*Work to do*. Please reproduce every one of the records below word for word, keeping each line unchanged.

*Records provided*.
** start **
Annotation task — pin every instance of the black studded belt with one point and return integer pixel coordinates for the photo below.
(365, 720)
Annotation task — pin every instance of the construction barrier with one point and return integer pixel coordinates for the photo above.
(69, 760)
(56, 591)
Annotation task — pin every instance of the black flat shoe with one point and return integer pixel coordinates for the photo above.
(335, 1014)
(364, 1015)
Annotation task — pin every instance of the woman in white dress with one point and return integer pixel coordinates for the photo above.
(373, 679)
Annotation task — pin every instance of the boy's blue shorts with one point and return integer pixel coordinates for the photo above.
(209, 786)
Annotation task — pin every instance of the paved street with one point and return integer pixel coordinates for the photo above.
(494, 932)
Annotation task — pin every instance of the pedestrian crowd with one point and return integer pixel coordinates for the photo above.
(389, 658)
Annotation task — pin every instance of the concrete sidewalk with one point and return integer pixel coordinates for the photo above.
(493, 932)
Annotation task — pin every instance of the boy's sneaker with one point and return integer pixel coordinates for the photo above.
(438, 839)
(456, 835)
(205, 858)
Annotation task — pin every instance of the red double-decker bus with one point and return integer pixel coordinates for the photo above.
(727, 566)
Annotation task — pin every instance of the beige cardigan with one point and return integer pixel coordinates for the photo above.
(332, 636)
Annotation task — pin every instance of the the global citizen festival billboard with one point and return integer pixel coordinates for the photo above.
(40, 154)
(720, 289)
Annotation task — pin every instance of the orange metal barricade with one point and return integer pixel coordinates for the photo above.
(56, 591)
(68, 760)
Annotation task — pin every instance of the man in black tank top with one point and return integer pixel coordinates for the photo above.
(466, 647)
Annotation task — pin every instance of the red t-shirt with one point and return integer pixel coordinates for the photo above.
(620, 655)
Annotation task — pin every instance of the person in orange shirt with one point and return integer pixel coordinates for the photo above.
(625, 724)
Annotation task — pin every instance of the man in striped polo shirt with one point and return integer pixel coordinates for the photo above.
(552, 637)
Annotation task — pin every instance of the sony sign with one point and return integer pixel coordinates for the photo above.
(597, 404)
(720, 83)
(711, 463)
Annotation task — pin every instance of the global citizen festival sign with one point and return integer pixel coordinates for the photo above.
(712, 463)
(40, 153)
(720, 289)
** end **
*Full answer*.
Annotation task — pin every instance of the black studded belt with one point and return integer pixel coordinates for the photo below.
(365, 720)
Annotation task — pin every instance of the construction barrier with one point and return integer pixel coordinates for the photo above.
(69, 760)
(56, 591)
Annotation task — pin every instance of the black flat shoe with one point and return integer pixel coordinates for the photo above.
(335, 1014)
(364, 1015)
Annotation task — pin every instance of the woman in white dress with one point and return integer pixel coordinates for the photo above.
(373, 679)
Annotation task — pin every instance of the boy's blue shorts with one point and return integer pixel coordinates for the photo above.
(209, 786)
Annotation task — pin every instance of the paved street with one point and return integer pixel coordinates for the photo above.
(494, 932)
Annotation task — pin every instance of the pedestrian crowd with one point and return integer pixel coordinates for the photo above.
(389, 658)
Annotation task — pin every instance of the concrete sidewalk with one point and return integer pixel coordinates for the photo above.
(493, 932)
Annotation task — pin every instance of the boy's sneaker with one point and return integer pixel coordinates for the photo above.
(438, 839)
(456, 835)
(205, 858)
Annotation task — pin every instance of the red double-decker bus with one point and return integer pixel coordinates for the photo above.
(727, 566)
Annotation task — pin every instance of the beige cardigan with one point and return integer pixel coordinates for the photo above.
(332, 636)
Annotation task — pin every instance of the the global citizen festival billboard with one point and return integer pixel coordinates for the photo above.
(40, 154)
(720, 289)
Annotation task — pin every instance of the orange metal barricade with one point and return integer pixel coordinates for the photo above.
(56, 591)
(68, 760)
Annotation task — pin every instance of the man in black tank top with one point and return integer pixel coordinates for the photo above.
(466, 647)
Annotation task — pin every instance of the red t-shirt with one point and return integer pixel coordinates for the photo above.
(620, 655)
Annotation task — pin every instance of the person in orange shirt with one point and return integer pixel coordinates for the photo above.
(625, 724)
Annotation task — pin every instance of the man in striped polo shirt with one point and return integer pixel coordinates for the photo above.
(552, 637)
Annotation task — pin every instance of the sony sign with one point and return integer pixel coordinates for the photo above.
(597, 404)
(720, 83)
(711, 463)
Annotation task — pin every instance of the global citizen festival sign with one point and return integer pixel coordinates for the photo above.
(712, 463)
(40, 153)
(720, 289)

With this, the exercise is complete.